Chef de pôle à Sainte-Anne, à Paris, ce professeur de psychiatrie témoigne, dans une tribune au « Monde », de ce que vivent les soignants, rempart dressé devant la catastrophe mais manquant cruellement de moyens, notamment de masques, et contraints à des choix déchirants.
Publié le 23 mars 2020
Tribune. Nous consacrons 100 % de notre temps à cette crise sanitaire. Médecin psychiatre responsable d’un pôle dans un hôpital psychiatrique parisien, j’ai pris quelques minutes pour en témoigner au nom de tous les soignants, et pour prendre la mesure de ce qui nous attend. Nous sommes au tout début d’une catastrophe annoncée.
Les psychiatres n’ont pas à porter de jugement sur les décisions du gouvernement. Mais sous-mariniers de la société et de ses affres, nous en observons les tensions nouvelles. Je veux surtout décrire ce que vivent les soignants dès aujourd’hui. Ils sont le rempart dressé devant la catastrophe. Ils sont au cœur de la tempête.
Contagion et impréparation
Ce virus se propage à grande vitesse, il est très contagieux. La mécanique de ses conséquences est implacable. Pour une minorité de patients, ce virus conduit à des complications graves. Pour ceux-là, des soins en réanimation seront nécessaires pour soutenir leur fonction respiratoire défaillante. Si cette fraction de quelques pourcents s’applique à des millions de personnes, cette fraction représente beaucoup de monde.

(Entrées de données enregistrées)
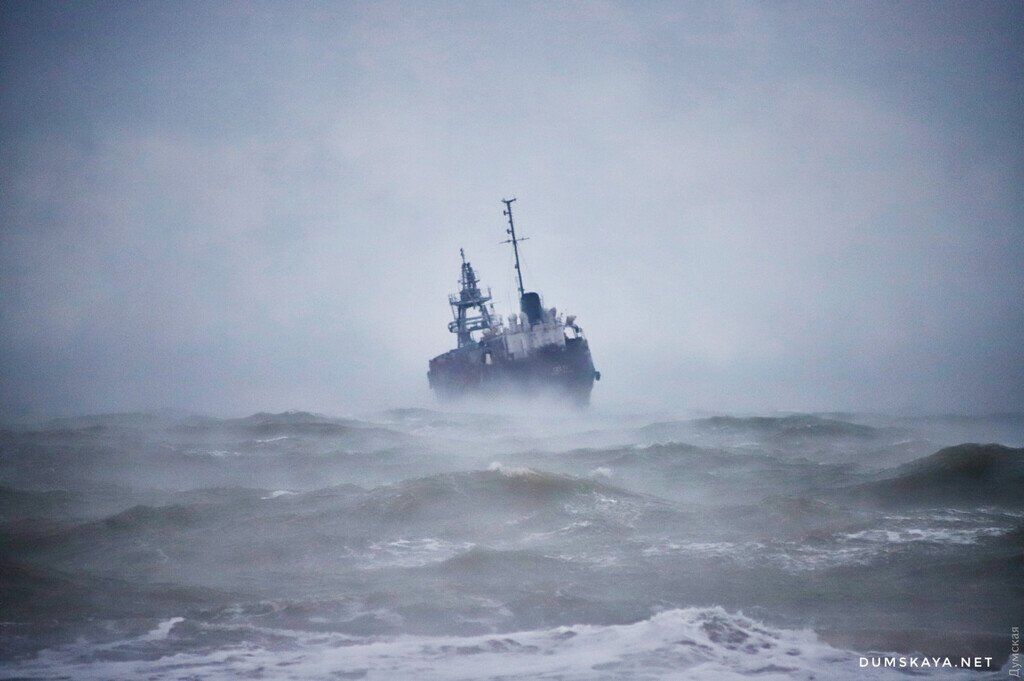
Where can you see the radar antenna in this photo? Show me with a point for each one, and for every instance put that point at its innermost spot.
(514, 241)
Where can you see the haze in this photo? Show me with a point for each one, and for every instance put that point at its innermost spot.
(233, 207)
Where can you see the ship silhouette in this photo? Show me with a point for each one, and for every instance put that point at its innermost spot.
(537, 352)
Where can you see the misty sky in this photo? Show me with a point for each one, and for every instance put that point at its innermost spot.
(230, 207)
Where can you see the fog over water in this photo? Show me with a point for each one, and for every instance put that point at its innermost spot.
(228, 208)
(792, 231)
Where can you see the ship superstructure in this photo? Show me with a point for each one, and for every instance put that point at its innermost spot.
(537, 351)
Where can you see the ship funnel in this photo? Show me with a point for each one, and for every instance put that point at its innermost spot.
(530, 306)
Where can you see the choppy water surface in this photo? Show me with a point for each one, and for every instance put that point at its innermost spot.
(419, 544)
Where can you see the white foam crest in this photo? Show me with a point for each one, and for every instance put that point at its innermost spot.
(690, 643)
(279, 494)
(512, 471)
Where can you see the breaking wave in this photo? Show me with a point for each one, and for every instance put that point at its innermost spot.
(688, 643)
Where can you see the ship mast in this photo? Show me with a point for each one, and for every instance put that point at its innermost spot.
(469, 297)
(514, 241)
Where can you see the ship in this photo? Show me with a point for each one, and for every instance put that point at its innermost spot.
(537, 351)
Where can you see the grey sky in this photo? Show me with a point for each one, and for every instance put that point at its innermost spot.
(228, 207)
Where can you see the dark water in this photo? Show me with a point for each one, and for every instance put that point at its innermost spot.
(417, 544)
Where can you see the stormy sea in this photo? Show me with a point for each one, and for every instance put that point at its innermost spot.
(418, 544)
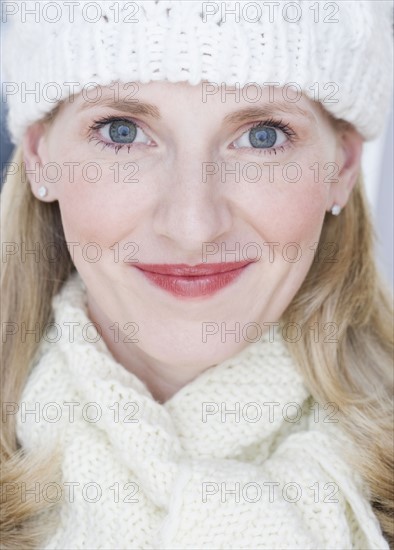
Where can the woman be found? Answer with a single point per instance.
(211, 362)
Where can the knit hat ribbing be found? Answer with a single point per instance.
(340, 53)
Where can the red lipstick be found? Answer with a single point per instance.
(191, 281)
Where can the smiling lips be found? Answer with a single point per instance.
(186, 281)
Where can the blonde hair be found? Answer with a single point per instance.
(355, 373)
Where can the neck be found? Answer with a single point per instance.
(162, 379)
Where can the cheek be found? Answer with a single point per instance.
(100, 202)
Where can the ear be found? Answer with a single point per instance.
(348, 161)
(35, 157)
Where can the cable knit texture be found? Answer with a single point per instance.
(339, 53)
(169, 479)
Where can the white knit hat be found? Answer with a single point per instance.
(340, 53)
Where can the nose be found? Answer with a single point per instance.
(192, 211)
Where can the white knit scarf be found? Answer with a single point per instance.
(189, 473)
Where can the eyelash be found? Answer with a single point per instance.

__Consignes__.
**a.** Répondez à ces questions à partir de la tribune :
(i) À quelle date la tribune a-t-elle été publiée ?
(ii) Quelle part de leur temps les soignants consacrent-ils à la crise sanitaire ?
(iii) De quels soins les patients atteints de complications graves auront-ils besoin ?
**b.** Ces affirmations concordent-elles avec la tribune ? Répondez par oui ou non et citez les mots décisifs.
(i) L'auteur est chef de pôle à Sainte-Anne.
(ii) Le virus est peu contagieux.
(iii) Les psychiatres doivent juger les décisions du gouvernement.
**c.** Dans la tribune, reprenez le passage qui commence à « Les psychiatres n’ont » et se termine à « beaucoup de monde. », en substituant « tourmente » à « tempête ».

__Réponses__.
**a.**
(i) Le 23 mars 2020.
(ii) 100 % de leur temps.
(iii) De soins en réanimation pour soutenir leur fonction respiratoire défaillante.

**b.**
(i) Oui : « Chef de pôle à Sainte-Anne, à Paris ».
(ii) Non : « il est très contagieux ».
(iii) Non : « Les psychiatres n’ont pas à porter de jugement sur les décisions du gouvernement. »

**c.**
Les psychiatres n’ont pas à porter de jugement sur les décisions du gouvernement. Mais sous-mariniers de la société et de ses affres, nous en observons les tensions nouvelles. Je veux surtout décrire ce que vivent les soignants dès aujourd’hui. Ils sont le rempart dressé devant la catastrophe. Ils sont au cœur de la tourmente.
Contagion et impréparation
Ce virus se propage à grande vitesse, il est très contagieux. La mécanique de ses conséquences est implacable. Pour une minorité de patients, ce virus conduit à des complications graves. Pour ceux-là, des soins en réanimation seront nécessaires pour soutenir leur fonction respiratoire défaillante. Si cette fraction de quelques pourcents s’applique à des millions de personnes, cette fraction représente beaucoup de monde.